- [Kutipan Teks]:
==========

Kedua, faktor defisitnya anggaran bukan karena Indonesia adalah negara miskin yang terbatas SDA dan SDM-nya (yang mirisnya Indonesia malah masuk ke deretan “Negara Maju”). Defisitnya anggaran adalah lantaran penguasaan SDA kita yang melimpah banyak dikuasai asing. Privatisasi di sektor strategis telah menyedot harta kekayaan yang seharusnya bisa dinikmati oleh masyarakat Indonesia.

Sungguh sayang, platform ekonomi negara ini yang berasaskan kapitalisme telah melumrahkan penjarahan kelas akbar oleh Kapitalis Barat maupun Timur. Liberalisasi dan privatisasi SDA menjadi konsekuensi atas diterapkannya sistem ekonomi neoliberal.

==========

- [Entri Ditampilkan]:
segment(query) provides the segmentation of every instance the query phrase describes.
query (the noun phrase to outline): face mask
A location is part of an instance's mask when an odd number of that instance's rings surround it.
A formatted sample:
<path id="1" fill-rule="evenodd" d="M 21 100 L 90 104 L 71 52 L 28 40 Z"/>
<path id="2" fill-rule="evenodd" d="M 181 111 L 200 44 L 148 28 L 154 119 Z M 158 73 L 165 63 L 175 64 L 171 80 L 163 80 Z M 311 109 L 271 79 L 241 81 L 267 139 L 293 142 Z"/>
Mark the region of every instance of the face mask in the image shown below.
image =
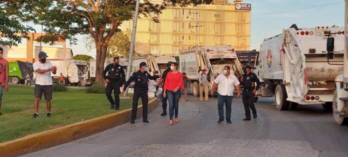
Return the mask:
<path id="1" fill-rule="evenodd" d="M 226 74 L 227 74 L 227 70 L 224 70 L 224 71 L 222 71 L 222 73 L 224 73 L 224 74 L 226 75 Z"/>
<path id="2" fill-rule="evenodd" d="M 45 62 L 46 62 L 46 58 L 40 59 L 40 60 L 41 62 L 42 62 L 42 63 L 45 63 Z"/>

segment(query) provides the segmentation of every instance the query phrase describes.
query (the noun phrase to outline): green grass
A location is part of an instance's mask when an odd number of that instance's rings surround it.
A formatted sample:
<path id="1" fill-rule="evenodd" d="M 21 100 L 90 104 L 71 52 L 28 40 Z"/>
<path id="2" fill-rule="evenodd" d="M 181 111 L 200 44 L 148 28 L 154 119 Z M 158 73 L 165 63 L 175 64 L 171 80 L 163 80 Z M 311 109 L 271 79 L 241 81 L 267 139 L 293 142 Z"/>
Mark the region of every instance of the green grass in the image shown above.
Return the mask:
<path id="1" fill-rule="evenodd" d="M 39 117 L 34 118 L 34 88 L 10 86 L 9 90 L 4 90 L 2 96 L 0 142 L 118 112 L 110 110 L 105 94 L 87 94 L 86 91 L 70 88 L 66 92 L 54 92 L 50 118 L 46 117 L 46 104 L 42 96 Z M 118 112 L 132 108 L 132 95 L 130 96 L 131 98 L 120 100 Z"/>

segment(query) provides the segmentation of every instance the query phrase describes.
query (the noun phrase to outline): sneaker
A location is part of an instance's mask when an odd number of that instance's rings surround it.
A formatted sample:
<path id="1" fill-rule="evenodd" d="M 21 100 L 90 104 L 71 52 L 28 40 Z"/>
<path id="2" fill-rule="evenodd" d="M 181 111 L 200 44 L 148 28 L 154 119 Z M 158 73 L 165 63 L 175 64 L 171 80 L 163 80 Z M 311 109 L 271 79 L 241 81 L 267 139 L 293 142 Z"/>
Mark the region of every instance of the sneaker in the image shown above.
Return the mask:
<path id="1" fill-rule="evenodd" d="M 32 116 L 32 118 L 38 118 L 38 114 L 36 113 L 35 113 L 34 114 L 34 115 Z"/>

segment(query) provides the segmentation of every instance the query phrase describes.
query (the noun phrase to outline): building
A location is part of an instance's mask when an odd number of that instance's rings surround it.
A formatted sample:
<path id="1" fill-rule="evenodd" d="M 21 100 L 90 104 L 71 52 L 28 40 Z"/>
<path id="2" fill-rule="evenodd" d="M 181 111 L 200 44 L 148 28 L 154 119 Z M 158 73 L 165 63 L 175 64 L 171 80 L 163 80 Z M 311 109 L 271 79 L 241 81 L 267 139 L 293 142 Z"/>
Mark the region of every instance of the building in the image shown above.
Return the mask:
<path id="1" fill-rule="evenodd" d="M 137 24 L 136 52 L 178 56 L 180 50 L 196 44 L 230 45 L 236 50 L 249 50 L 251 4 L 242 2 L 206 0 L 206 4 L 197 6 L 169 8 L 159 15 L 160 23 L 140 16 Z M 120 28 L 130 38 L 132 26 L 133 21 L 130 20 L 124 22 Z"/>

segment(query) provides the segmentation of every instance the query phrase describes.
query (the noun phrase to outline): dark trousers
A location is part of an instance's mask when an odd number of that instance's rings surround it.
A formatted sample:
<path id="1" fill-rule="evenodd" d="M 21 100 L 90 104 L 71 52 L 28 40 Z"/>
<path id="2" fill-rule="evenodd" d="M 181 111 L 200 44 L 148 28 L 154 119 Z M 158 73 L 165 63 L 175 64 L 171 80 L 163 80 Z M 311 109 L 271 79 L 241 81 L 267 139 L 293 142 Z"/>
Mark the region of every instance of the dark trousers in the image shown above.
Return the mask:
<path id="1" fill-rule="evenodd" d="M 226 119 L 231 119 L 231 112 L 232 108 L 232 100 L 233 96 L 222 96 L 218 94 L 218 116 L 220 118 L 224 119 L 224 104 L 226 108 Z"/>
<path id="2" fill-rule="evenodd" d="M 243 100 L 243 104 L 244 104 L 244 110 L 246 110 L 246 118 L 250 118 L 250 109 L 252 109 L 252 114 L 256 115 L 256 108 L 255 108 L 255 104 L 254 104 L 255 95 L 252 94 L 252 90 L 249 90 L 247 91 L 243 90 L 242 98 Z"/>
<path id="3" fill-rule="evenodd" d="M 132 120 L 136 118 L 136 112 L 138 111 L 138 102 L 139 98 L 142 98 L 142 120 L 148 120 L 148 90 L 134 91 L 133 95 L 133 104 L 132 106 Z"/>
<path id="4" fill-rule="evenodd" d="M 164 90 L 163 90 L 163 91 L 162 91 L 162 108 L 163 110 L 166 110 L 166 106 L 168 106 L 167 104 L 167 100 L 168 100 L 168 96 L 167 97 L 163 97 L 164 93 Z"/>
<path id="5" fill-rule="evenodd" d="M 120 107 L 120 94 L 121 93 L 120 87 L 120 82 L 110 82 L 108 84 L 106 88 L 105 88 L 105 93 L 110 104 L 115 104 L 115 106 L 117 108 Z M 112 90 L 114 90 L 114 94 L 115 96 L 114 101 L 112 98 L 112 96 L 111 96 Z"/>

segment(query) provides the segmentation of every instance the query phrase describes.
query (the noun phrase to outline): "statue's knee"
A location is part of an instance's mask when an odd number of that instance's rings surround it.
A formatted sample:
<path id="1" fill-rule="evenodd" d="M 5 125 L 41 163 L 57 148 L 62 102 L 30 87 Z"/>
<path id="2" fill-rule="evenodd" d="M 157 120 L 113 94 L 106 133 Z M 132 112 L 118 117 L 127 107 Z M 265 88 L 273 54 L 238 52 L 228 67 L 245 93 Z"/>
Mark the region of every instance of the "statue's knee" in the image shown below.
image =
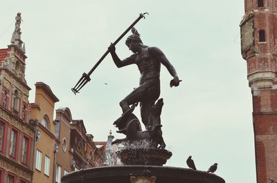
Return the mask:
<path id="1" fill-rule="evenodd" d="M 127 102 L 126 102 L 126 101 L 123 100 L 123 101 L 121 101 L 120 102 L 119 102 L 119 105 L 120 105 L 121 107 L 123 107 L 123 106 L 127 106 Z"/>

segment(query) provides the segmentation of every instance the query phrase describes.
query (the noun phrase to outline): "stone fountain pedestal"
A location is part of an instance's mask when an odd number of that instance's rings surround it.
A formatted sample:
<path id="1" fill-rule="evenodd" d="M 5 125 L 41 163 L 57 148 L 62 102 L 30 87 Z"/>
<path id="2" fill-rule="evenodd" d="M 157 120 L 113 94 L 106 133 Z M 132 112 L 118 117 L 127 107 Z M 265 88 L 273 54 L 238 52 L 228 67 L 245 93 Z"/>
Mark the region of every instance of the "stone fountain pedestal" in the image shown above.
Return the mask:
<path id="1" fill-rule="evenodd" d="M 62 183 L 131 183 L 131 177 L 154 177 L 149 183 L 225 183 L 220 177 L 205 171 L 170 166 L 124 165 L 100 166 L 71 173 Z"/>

==========

- [Tentang Tugas]: Salin ulang seluruh kutipan tentang defisit anggaran di atas tanpa mengubah satu karakter pun.

- [Hasil Tugas]:
Kedua, faktor defisitnya anggaran bukan karena Indonesia adalah negara miskin yang terbatas SDA dan SDM-nya (yang mirisnya Indonesia malah masuk ke deretan “Negara Maju”). Defisitnya anggaran adalah lantaran penguasaan SDA kita yang melimpah banyak dikuasai asing. Privatisasi di sektor strategis telah menyedot harta kekayaan yang seharusnya bisa dinikmati oleh masyarakat Indonesia.

Sungguh sayang, platform ekonomi negara ini yang berasaskan kapitalisme telah melumrahkan penjarahan kelas akbar oleh Kapitalis Barat maupun Timur. Liberalisasi dan privatisasi SDA menjadi konsekuensi atas diterapkannya sistem ekonomi neoliberal.